Aim 1 ▸
Retype the text on iterate_text() output by file format exactly, before turning to the records.

Understanding iterate_text() Output by Format
Different file formats have different natural structural units:
| Format | iterate_text() yields |
Notes |
|---|---|---|
.docx, .doc, .odt |
1 item (full text) | Word/text documents have no page structure in the file format |
.xlsx, .xls, .ods |
1 item per sheet | Each yield contains sheet content |
.pptx, .ppt, .odp |
1 item per slide | Each yield contains slide text |
.pdf |
1 item per page | Each yield contains page text |
.eml, .msg |
1 item (email body) | Plain text or HTML body |
.mbox |
1 item per email | Mailboxes can contain multiple emails |
.txt, .csv, .json, .tsv |
1 item (full content) | Single unit |
Note on Word documents: The .doc and .docx file formats do not store page boundaries—pages are a rendering artifact determined by fonts, margins, and printer settings. The library returns the full document as a single text unit.

Records provided ▸

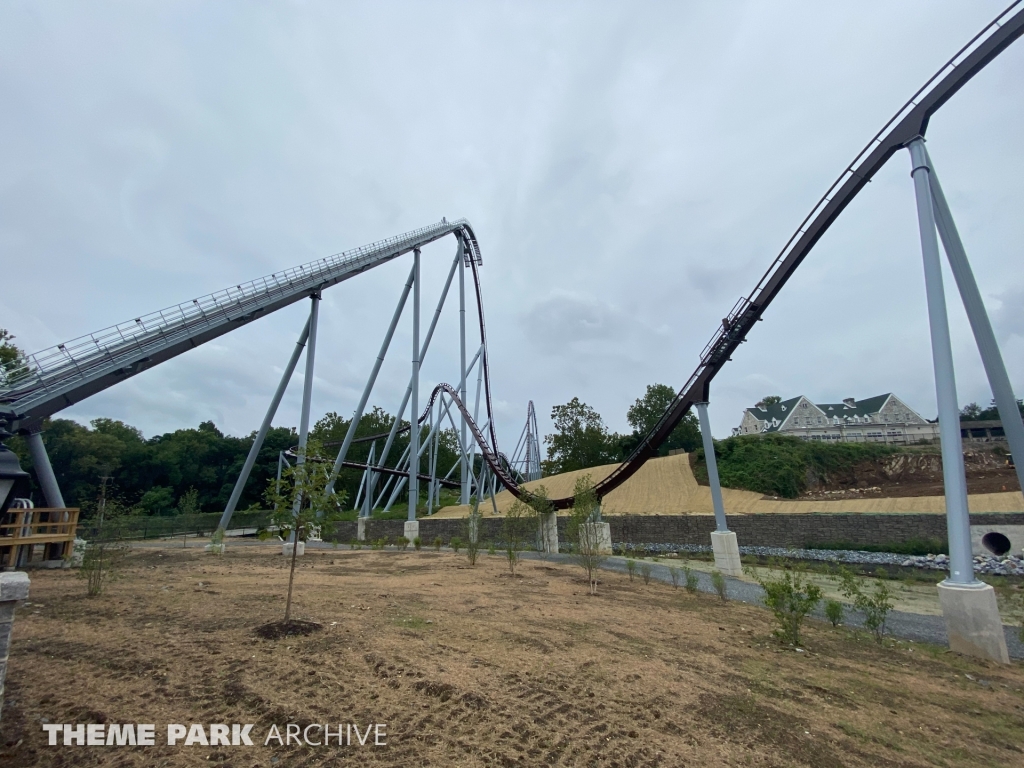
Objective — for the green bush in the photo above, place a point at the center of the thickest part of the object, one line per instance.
(791, 597)
(645, 572)
(690, 580)
(834, 611)
(718, 582)
(875, 604)
(674, 572)
(782, 465)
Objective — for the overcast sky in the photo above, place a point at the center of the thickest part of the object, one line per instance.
(630, 170)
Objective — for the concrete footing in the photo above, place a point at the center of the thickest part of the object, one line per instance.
(549, 534)
(13, 588)
(973, 622)
(287, 549)
(600, 536)
(723, 544)
(412, 529)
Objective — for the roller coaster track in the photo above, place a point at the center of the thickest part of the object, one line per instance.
(68, 373)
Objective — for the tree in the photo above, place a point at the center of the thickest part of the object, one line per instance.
(581, 439)
(583, 532)
(645, 412)
(11, 357)
(302, 504)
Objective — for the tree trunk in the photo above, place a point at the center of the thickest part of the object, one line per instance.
(291, 577)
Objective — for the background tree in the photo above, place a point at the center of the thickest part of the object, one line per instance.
(581, 439)
(302, 504)
(11, 357)
(645, 412)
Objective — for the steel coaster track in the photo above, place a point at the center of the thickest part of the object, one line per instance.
(60, 376)
(57, 377)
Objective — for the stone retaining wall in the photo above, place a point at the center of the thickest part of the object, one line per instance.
(760, 529)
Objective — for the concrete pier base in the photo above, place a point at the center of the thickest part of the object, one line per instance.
(973, 622)
(412, 529)
(723, 544)
(287, 549)
(13, 588)
(600, 535)
(549, 534)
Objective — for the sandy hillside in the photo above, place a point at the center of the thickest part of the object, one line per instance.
(469, 667)
(667, 486)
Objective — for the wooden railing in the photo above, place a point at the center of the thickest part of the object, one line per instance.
(23, 526)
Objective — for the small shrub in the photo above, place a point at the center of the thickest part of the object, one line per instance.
(645, 572)
(790, 597)
(718, 582)
(834, 611)
(876, 604)
(690, 580)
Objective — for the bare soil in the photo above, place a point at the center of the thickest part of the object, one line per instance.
(470, 667)
(907, 475)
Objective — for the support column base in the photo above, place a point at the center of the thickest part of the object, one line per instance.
(286, 549)
(412, 529)
(549, 534)
(973, 622)
(600, 535)
(723, 544)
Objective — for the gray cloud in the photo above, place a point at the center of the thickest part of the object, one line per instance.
(630, 173)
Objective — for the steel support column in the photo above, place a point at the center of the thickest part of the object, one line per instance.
(240, 484)
(716, 487)
(357, 416)
(44, 470)
(991, 358)
(414, 432)
(464, 462)
(957, 518)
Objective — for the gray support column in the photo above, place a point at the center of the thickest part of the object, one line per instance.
(44, 470)
(723, 541)
(716, 487)
(969, 606)
(240, 484)
(414, 432)
(354, 424)
(464, 462)
(307, 393)
(13, 588)
(991, 358)
(957, 520)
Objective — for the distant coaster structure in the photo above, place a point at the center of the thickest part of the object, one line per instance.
(60, 376)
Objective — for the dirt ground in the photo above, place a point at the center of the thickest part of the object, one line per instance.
(469, 667)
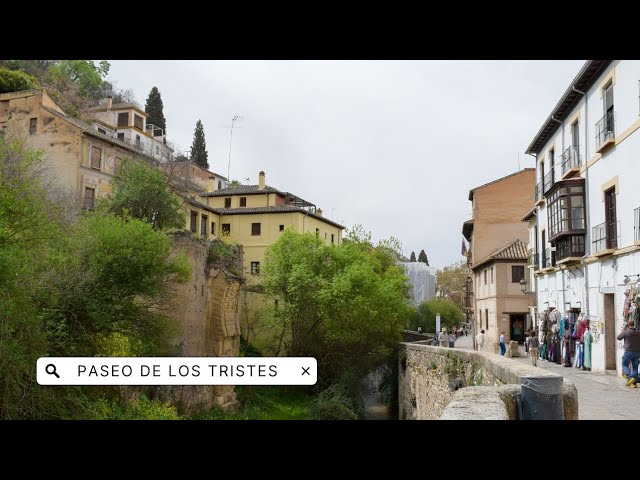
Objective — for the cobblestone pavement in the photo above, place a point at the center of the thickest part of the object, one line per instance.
(600, 396)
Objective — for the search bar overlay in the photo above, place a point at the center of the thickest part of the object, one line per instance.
(177, 370)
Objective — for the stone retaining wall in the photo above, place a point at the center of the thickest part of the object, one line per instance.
(452, 383)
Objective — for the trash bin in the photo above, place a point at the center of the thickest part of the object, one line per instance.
(542, 398)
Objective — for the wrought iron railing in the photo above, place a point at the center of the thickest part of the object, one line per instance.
(88, 203)
(538, 191)
(599, 238)
(546, 258)
(570, 247)
(570, 159)
(605, 128)
(548, 181)
(605, 237)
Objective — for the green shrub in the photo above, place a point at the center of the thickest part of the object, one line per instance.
(15, 80)
(138, 409)
(335, 403)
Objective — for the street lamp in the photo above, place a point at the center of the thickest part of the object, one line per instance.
(523, 285)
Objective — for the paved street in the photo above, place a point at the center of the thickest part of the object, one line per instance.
(600, 396)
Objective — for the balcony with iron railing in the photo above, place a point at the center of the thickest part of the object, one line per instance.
(604, 238)
(539, 195)
(605, 131)
(547, 258)
(549, 180)
(571, 161)
(570, 249)
(154, 130)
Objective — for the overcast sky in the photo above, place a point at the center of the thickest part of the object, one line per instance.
(392, 145)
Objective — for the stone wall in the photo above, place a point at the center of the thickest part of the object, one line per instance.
(207, 309)
(452, 383)
(412, 336)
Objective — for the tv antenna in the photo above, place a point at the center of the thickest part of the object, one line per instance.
(236, 118)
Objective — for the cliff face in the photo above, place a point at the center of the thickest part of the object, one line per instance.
(207, 308)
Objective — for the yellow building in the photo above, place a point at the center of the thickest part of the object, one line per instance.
(82, 158)
(256, 215)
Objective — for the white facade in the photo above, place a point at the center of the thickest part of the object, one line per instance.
(590, 278)
(423, 281)
(129, 124)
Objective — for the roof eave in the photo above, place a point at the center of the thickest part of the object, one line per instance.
(583, 76)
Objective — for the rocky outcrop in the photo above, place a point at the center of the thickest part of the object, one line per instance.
(207, 309)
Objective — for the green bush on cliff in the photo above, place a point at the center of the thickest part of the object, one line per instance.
(72, 285)
(15, 81)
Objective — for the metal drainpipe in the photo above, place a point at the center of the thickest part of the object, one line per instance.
(553, 166)
(535, 277)
(587, 237)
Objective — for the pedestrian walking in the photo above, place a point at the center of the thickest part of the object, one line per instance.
(533, 343)
(631, 355)
(444, 338)
(480, 341)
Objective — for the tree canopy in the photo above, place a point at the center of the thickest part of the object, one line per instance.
(143, 192)
(155, 109)
(72, 285)
(15, 80)
(344, 305)
(199, 147)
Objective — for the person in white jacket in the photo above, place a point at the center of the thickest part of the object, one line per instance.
(480, 340)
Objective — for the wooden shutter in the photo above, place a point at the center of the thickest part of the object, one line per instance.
(96, 155)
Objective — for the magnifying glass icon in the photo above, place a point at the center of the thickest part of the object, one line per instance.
(51, 370)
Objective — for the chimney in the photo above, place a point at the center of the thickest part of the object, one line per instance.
(211, 184)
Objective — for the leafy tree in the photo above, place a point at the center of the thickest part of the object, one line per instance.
(451, 282)
(86, 74)
(72, 285)
(199, 147)
(154, 108)
(144, 193)
(344, 305)
(425, 315)
(14, 81)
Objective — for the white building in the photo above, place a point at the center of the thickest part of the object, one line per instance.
(423, 281)
(128, 123)
(585, 226)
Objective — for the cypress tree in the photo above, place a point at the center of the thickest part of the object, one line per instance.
(154, 108)
(199, 147)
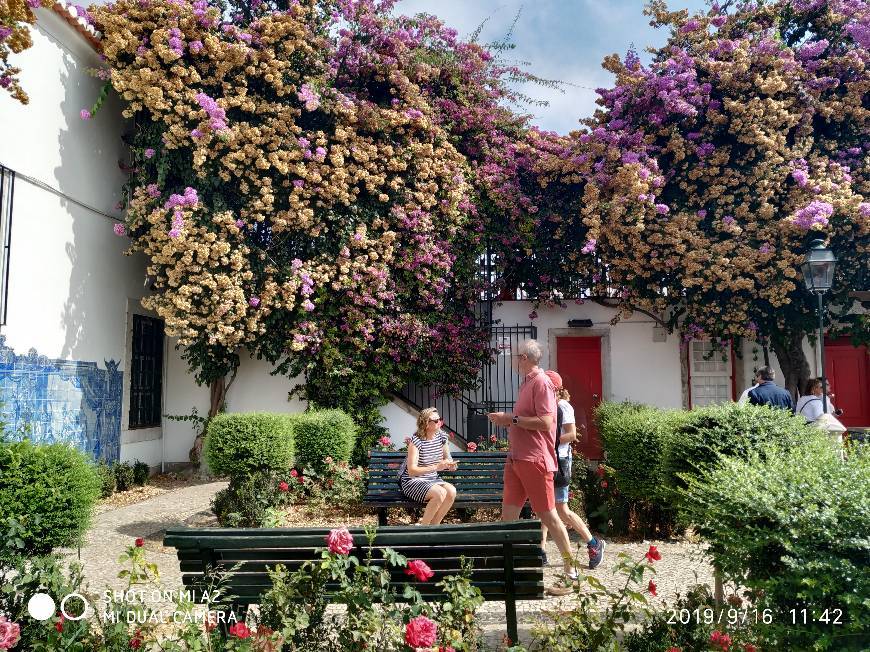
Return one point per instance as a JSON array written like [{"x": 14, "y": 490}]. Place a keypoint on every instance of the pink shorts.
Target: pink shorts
[{"x": 529, "y": 479}]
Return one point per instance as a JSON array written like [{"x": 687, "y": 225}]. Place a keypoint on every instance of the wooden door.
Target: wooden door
[
  {"x": 578, "y": 361},
  {"x": 848, "y": 371}
]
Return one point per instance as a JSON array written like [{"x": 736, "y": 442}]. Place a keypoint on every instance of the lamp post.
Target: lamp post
[{"x": 818, "y": 268}]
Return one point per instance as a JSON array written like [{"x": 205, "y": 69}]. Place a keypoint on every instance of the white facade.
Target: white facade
[{"x": 72, "y": 294}]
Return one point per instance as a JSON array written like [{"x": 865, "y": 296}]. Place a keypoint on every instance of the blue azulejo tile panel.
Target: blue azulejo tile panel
[{"x": 62, "y": 401}]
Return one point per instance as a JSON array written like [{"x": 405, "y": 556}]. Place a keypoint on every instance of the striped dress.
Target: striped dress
[{"x": 430, "y": 451}]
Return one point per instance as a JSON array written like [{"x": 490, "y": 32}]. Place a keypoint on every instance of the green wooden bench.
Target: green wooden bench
[
  {"x": 478, "y": 480},
  {"x": 505, "y": 557}
]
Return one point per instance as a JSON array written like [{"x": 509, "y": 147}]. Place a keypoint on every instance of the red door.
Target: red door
[
  {"x": 578, "y": 361},
  {"x": 848, "y": 370}
]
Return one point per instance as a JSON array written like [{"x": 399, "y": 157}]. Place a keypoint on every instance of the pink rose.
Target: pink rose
[
  {"x": 420, "y": 632},
  {"x": 339, "y": 541},
  {"x": 419, "y": 569},
  {"x": 10, "y": 634}
]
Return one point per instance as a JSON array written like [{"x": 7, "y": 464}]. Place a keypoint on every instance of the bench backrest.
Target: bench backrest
[
  {"x": 505, "y": 556},
  {"x": 479, "y": 476}
]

Aim 2 ▸
From the records, extract every line that contains the string "striped".

Written reply 1 ▸
Understanding iterate_text() Output by Format
Different file formats have different natural structural units:
| Format | iterate_text() yields |
Notes |
|---|---|---|
.docx, .doc, .odt |
1 item (full text) | Word/text documents have no page structure in the file format |
.xlsx, .xls, .ods |
1 item per sheet | Each yield contains sheet content |
.pptx, .ppt, .odp |
1 item per slide | Each yield contains slide text |
.pdf |
1 item per page | Each yield contains page text |
.eml, .msg |
1 item (email body) | Plain text or HTML body |
.mbox |
1 item per email | Mailboxes can contain multiple emails |
.txt, .csv, .json, .tsv |
1 item (full content) | Single unit |
Note on Word documents: The .doc and .docx file formats do not store page boundaries—pages are a rendering artifact determined by fonts, margins, and printer settings. The library returns the full document as a single text unit.

Written reply 2 ▸
Return one point per instance as a JSON array written like [{"x": 405, "y": 556}]. Place a keypoint on every instance of the striped dress.
Target: striped dress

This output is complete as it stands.